From the first line to the last, copy the data exactly and drop the pictures.
********
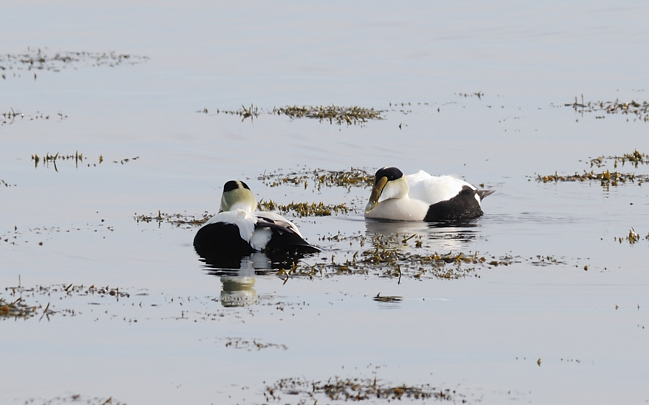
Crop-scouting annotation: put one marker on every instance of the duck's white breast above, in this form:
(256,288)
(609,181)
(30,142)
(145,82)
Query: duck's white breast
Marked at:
(400,209)
(433,189)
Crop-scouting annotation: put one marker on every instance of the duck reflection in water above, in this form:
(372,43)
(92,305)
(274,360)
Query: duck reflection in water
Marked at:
(238,275)
(238,230)
(452,235)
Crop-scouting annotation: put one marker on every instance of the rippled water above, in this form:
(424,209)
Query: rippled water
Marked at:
(561,318)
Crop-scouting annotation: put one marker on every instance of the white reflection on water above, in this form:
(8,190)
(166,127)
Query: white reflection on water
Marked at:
(485,335)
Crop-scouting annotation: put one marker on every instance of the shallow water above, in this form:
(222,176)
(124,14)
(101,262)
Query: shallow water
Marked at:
(564,291)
********
● **Answer box**
Crop-scouting annotation: put one marker on every instance of the duck's white breast above, in this form:
(256,288)
(609,181)
(30,142)
(145,82)
Query: duck's white breast
Marked at:
(400,209)
(433,189)
Crop-scouting annotation: put one marker on every instance of the duck reflection in water above, in this form:
(372,43)
(92,305)
(274,360)
Query: duck reflection in water
Marked at:
(238,275)
(238,230)
(452,235)
Crop-scouting annotation: put one marker on every instance of the rippled water above, in this form:
(424,209)
Query: rippled water
Marked at:
(561,318)
Crop-scouting annotation: put one marker on every instance of the white reflection on water above, in this form:
(8,190)
(166,127)
Query: white reflection on water
Marked at:
(485,335)
Crop-scouting annotation: put one marker on every instance of the shallow water above, in this form:
(222,176)
(124,14)
(101,262)
Query: shallow water
Marked at:
(564,291)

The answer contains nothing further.